### Work request
Wherever the string "brick" appears in the records, return the line that holds it.

### Excerpted records
#####
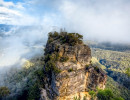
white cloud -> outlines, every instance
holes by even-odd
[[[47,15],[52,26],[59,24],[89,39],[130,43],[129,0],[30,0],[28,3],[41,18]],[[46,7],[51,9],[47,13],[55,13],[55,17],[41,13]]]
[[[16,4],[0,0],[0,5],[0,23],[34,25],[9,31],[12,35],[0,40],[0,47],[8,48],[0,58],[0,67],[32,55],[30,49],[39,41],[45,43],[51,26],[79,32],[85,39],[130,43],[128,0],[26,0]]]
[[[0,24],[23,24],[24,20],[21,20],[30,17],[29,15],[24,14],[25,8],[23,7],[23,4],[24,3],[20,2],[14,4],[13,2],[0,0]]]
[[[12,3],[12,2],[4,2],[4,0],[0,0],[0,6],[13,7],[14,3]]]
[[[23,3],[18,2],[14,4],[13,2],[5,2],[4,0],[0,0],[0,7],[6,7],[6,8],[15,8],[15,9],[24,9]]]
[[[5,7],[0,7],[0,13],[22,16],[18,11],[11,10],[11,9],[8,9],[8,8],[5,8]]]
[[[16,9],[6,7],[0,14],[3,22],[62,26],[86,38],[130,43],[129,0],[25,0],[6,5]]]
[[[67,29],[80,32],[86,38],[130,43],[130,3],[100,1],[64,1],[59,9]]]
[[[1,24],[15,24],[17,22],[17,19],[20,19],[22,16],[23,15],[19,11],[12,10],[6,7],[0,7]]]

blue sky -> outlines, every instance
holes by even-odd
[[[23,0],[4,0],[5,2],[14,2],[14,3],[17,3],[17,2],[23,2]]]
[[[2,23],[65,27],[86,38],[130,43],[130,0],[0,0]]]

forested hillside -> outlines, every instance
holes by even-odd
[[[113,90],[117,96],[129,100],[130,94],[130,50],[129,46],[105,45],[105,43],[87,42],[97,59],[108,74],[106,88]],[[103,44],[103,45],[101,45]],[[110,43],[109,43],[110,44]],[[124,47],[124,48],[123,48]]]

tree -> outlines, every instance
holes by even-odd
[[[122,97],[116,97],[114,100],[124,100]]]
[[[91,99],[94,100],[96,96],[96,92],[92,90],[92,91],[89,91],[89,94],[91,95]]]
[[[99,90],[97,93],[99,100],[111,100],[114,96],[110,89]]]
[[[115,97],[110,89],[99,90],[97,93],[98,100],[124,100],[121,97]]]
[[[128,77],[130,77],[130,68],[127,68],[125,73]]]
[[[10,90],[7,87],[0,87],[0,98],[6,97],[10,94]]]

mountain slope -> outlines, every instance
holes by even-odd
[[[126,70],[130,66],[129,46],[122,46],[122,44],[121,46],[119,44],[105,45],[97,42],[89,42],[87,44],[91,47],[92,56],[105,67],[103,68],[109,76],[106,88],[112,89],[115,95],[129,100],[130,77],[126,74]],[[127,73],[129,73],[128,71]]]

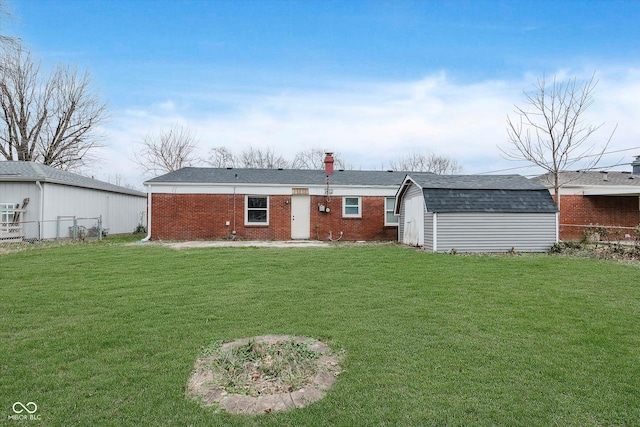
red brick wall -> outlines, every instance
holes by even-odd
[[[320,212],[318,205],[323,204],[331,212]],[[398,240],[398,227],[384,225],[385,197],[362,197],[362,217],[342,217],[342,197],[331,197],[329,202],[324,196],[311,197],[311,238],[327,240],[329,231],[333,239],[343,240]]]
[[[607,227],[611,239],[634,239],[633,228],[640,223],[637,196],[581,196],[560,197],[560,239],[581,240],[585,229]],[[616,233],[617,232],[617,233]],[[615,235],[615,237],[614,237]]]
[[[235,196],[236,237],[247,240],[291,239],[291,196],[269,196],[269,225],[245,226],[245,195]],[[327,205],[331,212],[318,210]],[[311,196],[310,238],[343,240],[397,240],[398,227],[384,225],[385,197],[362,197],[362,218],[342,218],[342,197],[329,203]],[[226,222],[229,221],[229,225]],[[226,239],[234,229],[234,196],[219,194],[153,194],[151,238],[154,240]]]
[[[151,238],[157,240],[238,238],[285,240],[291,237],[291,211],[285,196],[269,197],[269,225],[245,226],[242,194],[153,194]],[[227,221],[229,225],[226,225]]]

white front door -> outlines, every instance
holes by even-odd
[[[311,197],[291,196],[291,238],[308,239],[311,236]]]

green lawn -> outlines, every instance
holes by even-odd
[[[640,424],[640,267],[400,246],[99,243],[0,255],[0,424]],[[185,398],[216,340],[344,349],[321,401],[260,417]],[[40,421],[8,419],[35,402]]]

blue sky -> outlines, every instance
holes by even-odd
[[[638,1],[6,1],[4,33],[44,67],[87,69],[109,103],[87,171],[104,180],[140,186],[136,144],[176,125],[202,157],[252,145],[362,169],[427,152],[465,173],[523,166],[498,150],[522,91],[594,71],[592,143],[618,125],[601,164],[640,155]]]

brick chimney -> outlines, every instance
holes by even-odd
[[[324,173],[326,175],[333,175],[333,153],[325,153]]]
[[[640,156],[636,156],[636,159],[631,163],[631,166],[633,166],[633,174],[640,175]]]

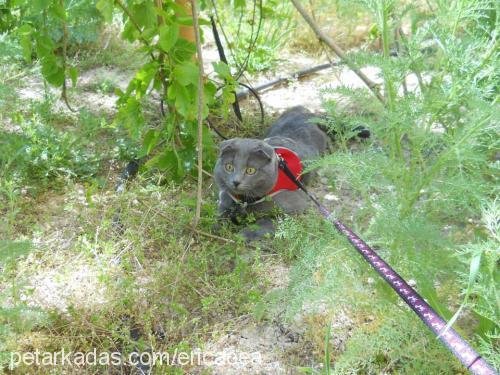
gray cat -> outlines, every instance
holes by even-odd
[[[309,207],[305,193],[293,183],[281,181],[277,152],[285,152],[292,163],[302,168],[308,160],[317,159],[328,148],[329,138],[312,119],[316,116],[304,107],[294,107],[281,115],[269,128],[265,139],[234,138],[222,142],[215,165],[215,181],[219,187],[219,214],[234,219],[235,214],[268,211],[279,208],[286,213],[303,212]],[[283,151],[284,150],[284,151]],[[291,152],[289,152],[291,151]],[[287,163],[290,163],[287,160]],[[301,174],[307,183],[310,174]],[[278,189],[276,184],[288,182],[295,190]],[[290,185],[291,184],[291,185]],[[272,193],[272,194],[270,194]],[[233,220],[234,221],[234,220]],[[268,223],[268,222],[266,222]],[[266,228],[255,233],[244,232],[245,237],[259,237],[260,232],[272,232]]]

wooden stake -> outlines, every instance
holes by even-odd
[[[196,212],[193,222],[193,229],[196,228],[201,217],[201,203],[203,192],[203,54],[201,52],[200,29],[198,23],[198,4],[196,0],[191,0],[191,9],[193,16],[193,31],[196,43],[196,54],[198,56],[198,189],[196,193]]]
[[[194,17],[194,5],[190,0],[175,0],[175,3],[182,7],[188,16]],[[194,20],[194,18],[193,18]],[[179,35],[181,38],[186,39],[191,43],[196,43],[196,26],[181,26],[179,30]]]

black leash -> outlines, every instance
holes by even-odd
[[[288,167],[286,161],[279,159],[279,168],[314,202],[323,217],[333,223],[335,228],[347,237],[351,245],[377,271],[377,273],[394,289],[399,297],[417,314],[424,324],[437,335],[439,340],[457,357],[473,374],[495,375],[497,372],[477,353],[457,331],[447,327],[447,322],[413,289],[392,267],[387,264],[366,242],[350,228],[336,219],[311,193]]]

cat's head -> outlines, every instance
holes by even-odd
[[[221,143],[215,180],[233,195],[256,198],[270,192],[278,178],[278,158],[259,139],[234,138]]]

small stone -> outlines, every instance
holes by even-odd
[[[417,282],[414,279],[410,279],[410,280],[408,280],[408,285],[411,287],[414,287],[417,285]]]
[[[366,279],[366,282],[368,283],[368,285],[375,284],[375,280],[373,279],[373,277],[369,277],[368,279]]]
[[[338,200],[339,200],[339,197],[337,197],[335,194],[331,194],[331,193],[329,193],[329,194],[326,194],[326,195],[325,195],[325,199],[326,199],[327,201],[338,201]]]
#####
### Final answer
red brick wall -> outlines, every instance
brick chimney -> outlines, every instance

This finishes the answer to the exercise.